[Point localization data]
********

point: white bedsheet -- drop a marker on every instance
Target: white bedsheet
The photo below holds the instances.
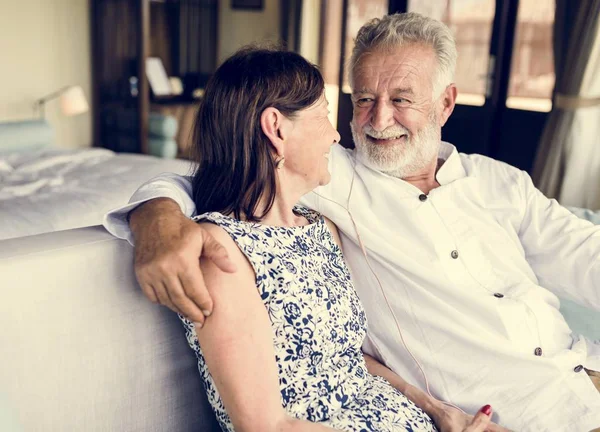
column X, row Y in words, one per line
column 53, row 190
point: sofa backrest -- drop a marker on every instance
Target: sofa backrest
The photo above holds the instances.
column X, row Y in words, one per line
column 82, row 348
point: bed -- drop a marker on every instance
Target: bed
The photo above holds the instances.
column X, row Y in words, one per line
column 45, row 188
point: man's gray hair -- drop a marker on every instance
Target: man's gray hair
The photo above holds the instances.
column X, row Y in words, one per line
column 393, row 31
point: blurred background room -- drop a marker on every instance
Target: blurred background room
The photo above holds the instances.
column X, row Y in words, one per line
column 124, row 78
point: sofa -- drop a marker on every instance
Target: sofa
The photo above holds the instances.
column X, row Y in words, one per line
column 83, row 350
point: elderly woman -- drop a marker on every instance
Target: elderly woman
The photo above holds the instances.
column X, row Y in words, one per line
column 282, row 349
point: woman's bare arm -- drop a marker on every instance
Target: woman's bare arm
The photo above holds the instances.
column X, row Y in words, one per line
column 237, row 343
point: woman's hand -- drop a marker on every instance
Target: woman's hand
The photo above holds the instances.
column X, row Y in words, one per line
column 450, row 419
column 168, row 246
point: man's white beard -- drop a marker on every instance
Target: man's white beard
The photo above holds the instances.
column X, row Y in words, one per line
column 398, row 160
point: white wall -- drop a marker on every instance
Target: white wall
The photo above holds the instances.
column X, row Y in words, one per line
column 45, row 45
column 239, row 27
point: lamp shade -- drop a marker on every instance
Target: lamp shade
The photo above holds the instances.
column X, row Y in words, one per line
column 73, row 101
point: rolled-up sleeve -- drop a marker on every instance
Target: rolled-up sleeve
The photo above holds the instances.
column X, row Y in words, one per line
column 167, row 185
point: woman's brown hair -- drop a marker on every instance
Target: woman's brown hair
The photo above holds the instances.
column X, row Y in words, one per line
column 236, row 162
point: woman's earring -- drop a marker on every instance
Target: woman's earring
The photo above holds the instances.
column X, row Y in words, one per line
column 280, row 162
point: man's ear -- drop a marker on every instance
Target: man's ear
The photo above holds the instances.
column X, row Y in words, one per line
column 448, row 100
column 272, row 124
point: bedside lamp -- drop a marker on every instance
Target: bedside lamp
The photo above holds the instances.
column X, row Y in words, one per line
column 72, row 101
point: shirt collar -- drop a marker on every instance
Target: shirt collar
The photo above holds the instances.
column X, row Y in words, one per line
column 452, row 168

********

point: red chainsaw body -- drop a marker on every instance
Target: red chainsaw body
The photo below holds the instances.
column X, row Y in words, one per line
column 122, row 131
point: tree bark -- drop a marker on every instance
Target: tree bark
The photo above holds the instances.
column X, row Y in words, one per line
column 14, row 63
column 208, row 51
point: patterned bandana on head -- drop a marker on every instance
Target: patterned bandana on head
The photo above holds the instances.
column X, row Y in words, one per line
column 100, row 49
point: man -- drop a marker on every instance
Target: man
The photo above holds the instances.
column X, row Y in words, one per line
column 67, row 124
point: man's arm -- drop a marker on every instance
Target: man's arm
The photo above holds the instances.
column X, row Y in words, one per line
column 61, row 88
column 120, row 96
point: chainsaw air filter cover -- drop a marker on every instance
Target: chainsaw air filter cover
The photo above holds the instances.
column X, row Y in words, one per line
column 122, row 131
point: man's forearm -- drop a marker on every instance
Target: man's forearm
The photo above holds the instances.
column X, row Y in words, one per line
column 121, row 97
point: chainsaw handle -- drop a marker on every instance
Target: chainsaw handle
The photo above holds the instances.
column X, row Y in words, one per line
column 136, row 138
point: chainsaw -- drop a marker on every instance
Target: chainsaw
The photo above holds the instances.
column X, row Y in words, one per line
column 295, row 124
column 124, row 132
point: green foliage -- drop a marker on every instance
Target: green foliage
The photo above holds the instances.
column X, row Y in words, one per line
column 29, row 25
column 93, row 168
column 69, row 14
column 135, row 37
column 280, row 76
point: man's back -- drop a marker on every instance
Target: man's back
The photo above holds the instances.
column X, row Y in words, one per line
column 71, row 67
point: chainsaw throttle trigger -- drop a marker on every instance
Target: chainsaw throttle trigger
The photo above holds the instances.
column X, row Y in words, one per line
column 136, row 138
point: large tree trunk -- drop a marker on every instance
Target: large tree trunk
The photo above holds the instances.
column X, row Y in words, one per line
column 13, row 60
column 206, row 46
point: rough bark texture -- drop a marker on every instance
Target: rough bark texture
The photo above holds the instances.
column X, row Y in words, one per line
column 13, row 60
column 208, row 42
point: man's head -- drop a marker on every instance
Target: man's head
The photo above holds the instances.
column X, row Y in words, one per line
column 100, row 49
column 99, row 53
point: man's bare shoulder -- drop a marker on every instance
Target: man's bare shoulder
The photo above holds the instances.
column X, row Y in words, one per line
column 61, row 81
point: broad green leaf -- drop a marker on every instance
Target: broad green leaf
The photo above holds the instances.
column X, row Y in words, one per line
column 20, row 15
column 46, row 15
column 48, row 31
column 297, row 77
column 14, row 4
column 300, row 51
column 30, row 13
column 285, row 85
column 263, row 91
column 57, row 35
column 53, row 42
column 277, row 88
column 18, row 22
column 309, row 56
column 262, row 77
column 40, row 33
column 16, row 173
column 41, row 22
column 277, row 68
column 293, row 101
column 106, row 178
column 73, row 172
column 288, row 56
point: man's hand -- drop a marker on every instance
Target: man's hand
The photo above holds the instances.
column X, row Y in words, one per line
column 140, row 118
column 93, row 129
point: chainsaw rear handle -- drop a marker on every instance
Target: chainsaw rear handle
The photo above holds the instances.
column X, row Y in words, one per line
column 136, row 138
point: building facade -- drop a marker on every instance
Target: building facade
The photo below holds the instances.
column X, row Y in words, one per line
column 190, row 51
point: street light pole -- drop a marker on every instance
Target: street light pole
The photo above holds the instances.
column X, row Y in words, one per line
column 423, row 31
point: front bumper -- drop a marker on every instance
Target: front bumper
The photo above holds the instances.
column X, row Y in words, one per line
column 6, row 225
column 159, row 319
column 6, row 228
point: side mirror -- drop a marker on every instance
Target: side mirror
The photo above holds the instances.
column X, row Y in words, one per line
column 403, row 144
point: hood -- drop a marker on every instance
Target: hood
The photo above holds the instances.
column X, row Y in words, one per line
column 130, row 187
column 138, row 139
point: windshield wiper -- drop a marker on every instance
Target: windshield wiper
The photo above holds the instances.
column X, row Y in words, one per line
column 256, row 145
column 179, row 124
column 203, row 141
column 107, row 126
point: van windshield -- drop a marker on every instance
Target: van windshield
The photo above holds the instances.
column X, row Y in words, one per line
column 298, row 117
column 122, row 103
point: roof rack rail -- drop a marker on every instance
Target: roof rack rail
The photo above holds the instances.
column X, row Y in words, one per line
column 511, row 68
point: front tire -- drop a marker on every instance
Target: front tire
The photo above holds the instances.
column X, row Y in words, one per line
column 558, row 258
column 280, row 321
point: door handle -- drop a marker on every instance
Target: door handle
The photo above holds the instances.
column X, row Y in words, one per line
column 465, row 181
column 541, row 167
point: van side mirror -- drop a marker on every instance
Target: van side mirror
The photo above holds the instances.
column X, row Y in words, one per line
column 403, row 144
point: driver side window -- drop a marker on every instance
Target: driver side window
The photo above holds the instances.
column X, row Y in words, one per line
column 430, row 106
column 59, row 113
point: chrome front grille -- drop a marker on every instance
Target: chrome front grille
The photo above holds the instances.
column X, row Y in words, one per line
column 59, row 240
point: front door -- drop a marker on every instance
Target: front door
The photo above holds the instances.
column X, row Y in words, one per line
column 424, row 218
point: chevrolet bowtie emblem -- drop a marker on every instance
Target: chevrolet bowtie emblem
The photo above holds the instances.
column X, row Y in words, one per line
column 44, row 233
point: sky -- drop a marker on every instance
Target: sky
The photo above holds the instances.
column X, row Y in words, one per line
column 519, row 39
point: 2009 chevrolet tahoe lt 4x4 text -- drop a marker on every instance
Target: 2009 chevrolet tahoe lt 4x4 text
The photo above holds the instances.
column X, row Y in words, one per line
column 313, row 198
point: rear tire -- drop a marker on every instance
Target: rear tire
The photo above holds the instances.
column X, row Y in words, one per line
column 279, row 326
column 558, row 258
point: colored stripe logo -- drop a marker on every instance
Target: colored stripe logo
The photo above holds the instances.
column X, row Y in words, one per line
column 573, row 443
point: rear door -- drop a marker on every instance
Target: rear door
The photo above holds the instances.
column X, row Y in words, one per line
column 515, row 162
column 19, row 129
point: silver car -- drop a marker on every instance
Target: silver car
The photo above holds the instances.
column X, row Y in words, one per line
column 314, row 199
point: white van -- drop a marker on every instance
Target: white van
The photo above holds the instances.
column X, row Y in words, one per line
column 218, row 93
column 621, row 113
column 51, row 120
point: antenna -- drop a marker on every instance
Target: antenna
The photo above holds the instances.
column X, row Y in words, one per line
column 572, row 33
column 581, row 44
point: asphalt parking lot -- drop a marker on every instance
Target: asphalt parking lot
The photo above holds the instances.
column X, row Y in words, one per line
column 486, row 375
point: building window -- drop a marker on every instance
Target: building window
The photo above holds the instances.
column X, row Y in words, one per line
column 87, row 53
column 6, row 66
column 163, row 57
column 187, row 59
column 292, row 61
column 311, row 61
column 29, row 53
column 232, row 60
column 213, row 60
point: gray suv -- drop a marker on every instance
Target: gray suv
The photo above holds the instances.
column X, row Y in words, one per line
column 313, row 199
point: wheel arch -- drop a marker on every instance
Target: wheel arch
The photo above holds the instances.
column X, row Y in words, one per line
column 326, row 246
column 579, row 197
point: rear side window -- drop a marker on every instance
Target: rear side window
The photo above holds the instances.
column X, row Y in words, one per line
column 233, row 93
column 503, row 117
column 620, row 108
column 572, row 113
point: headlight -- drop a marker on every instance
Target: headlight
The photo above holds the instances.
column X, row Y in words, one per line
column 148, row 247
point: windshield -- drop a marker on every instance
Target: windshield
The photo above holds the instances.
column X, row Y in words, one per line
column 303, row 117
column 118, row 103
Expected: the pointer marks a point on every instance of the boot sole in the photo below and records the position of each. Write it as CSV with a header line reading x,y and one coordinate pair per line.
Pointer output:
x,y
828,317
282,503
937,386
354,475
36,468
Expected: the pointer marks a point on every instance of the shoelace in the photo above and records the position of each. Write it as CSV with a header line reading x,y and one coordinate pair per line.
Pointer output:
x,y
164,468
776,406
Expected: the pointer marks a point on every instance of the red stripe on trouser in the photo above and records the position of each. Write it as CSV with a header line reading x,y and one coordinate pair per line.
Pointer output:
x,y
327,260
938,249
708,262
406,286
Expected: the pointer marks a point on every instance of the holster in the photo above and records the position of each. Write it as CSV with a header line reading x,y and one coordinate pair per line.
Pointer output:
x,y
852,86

********

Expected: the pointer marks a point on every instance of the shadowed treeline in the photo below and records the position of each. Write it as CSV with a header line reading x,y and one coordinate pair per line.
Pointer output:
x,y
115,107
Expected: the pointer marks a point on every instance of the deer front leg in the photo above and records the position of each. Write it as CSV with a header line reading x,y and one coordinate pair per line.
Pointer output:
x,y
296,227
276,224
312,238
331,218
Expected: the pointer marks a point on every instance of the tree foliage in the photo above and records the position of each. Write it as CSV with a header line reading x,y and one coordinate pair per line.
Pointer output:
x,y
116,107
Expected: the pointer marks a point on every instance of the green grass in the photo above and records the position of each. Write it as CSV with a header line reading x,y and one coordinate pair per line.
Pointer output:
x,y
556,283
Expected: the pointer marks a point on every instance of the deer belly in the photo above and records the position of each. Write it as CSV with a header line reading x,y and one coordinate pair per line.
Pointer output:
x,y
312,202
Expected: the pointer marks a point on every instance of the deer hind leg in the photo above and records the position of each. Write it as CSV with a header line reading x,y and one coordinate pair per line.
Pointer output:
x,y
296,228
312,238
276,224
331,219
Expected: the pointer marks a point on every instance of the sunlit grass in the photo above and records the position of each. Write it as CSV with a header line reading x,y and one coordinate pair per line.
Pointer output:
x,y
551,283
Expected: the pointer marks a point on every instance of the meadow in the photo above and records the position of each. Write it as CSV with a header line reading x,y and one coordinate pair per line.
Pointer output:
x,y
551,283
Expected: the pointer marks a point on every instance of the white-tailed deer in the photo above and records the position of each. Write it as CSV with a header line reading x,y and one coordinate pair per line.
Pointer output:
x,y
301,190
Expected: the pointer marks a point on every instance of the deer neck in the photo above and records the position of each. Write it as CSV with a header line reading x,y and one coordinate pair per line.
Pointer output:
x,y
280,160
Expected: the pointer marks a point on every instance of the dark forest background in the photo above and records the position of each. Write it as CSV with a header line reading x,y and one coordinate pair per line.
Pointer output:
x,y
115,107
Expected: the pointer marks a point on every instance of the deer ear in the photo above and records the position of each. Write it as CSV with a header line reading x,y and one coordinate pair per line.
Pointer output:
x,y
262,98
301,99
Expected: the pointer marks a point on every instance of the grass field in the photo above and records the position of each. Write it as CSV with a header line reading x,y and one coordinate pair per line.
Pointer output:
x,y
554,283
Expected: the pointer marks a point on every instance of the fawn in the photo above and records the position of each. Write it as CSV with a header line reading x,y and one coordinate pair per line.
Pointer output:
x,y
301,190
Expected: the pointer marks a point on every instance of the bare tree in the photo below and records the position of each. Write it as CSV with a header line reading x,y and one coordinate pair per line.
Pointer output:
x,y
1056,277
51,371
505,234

********

DIRECTIONS
When a line in the data contains the string "leaf", copy that line.

PROBLEM SOLUTION
point: broad green leaf -- drop a marker on every instance
Target: broad green leaf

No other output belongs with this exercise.